*Work to be completed*: As you look over the data below, please find each line where the word "ground" appears, then copy it.

[Dataset entries]
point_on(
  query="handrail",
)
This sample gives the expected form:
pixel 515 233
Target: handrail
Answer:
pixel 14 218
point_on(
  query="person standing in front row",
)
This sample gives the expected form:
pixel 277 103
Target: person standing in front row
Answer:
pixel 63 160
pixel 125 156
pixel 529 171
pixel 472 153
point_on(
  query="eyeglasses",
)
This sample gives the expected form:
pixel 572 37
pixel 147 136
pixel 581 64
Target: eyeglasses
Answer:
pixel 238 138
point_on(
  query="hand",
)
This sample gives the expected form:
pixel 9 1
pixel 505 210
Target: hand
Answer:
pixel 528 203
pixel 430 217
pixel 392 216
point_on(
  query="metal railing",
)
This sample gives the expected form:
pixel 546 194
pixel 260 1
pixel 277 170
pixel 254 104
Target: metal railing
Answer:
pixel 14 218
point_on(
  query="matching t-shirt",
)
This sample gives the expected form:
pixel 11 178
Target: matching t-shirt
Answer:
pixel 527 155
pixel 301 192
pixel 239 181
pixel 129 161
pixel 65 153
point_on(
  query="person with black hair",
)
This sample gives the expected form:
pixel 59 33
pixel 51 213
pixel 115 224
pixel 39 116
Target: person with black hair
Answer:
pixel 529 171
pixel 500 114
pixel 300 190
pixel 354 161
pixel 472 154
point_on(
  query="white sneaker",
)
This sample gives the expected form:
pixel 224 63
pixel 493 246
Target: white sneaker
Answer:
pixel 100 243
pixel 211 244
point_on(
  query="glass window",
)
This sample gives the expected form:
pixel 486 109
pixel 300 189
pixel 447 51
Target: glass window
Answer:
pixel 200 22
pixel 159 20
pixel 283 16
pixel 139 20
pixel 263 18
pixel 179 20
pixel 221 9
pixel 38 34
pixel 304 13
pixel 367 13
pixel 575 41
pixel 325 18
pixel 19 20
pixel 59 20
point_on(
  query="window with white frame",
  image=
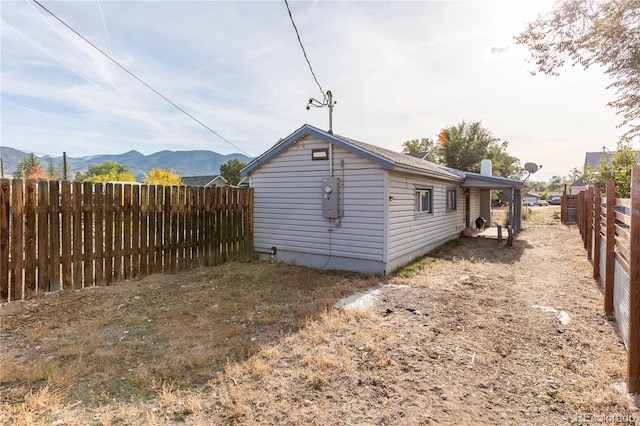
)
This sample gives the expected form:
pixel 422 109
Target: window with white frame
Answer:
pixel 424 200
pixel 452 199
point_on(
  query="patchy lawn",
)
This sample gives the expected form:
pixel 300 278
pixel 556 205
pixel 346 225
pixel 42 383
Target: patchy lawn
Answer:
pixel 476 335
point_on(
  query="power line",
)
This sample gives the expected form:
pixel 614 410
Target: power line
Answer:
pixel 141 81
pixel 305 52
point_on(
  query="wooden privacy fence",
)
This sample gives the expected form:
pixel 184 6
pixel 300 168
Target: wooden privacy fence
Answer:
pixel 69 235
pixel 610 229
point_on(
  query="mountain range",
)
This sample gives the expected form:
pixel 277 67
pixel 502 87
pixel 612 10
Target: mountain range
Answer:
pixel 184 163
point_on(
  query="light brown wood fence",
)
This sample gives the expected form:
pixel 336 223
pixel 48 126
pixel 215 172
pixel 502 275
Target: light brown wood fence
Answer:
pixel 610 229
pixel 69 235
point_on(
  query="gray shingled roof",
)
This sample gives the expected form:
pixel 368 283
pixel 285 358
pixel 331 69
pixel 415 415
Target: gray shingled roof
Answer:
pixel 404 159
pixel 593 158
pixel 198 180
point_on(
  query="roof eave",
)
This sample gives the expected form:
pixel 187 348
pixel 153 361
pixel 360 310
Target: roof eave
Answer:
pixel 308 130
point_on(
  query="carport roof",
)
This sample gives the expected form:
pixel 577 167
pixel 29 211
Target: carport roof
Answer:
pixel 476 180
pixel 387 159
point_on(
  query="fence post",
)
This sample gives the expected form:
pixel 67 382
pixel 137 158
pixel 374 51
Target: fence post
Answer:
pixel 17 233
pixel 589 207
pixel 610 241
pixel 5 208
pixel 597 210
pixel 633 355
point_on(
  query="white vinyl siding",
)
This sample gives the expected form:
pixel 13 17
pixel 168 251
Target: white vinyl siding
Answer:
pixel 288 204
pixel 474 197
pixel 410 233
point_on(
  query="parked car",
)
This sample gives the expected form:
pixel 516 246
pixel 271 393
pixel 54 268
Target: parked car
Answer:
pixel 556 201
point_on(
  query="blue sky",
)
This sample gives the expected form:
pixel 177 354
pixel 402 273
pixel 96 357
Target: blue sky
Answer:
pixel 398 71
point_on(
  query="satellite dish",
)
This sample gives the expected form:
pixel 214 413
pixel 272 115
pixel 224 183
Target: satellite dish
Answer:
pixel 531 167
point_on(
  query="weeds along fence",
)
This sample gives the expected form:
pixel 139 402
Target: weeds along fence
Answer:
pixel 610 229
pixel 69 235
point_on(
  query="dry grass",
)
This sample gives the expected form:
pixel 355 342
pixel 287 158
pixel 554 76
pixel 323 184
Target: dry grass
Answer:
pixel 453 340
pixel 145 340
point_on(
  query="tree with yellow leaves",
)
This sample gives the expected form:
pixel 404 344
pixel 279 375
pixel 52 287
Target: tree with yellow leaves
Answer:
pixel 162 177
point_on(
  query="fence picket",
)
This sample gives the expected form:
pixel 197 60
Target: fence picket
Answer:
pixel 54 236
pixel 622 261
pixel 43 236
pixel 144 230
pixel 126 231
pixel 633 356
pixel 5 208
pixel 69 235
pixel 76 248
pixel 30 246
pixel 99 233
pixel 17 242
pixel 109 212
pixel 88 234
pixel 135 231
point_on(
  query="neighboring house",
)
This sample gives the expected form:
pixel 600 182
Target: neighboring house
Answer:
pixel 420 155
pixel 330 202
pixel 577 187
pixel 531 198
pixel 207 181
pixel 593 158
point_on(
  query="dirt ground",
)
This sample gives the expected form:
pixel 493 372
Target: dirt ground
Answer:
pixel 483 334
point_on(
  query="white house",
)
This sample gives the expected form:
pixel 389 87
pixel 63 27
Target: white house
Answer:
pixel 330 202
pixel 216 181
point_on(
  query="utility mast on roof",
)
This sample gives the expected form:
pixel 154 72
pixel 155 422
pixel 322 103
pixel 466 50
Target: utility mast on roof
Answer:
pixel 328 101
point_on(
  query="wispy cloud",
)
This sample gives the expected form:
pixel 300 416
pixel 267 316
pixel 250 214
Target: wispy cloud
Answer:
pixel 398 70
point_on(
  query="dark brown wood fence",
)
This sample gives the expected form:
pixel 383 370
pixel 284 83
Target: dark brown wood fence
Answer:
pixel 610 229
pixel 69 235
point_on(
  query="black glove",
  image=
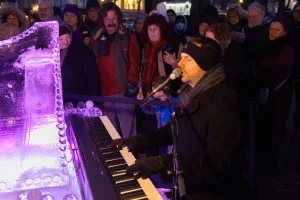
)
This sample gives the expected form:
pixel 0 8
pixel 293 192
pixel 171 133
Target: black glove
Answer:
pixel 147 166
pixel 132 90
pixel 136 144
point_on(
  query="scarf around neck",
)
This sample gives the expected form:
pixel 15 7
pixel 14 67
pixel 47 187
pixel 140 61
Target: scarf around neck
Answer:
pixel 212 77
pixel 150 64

--

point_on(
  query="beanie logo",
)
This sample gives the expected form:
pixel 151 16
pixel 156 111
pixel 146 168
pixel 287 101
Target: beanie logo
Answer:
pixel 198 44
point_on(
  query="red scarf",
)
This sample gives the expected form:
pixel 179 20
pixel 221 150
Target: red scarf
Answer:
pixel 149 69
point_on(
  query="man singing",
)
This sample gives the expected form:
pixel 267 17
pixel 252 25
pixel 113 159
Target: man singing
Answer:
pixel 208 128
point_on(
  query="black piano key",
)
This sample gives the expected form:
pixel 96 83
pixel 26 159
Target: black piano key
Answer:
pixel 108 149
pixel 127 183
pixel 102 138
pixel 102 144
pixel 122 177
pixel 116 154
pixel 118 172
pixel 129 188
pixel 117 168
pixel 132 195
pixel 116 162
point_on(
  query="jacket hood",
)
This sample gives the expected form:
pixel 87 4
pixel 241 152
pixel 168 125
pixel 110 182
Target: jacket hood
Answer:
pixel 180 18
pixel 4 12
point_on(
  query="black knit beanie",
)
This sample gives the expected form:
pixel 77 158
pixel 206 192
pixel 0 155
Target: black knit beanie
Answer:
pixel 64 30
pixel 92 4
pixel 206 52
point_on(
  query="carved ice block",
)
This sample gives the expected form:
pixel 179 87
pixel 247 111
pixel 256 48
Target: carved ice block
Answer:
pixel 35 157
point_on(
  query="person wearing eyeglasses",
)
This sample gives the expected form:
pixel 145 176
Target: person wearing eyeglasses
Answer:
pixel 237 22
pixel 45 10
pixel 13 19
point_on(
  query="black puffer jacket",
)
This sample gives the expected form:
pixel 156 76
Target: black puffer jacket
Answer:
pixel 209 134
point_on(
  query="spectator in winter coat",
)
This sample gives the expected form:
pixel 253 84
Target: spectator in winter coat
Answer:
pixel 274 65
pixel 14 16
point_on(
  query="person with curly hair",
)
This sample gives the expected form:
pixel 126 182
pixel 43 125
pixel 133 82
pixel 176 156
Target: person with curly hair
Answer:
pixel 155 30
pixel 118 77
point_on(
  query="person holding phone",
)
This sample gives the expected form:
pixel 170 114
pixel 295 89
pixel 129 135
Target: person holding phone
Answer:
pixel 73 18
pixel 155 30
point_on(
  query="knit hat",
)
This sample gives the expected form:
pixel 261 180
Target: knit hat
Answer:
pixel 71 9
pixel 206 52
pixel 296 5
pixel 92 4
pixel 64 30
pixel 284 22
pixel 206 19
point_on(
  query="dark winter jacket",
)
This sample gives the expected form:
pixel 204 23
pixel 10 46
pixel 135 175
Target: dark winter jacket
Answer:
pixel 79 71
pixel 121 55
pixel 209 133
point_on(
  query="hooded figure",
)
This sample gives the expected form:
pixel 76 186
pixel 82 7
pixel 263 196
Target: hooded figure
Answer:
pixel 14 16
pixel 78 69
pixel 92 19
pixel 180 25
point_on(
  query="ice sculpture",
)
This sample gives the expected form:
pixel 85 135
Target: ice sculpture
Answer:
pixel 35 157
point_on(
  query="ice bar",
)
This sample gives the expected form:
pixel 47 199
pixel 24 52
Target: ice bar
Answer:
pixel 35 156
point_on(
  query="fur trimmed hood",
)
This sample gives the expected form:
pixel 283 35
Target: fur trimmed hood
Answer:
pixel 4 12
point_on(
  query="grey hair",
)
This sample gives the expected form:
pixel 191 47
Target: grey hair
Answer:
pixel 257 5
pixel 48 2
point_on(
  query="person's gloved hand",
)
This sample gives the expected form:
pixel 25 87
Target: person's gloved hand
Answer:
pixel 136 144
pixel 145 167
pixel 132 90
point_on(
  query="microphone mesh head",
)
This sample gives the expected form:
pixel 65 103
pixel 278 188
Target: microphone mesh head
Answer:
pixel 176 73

*The answer*:
  query="dirt ground",
Target: dirt ground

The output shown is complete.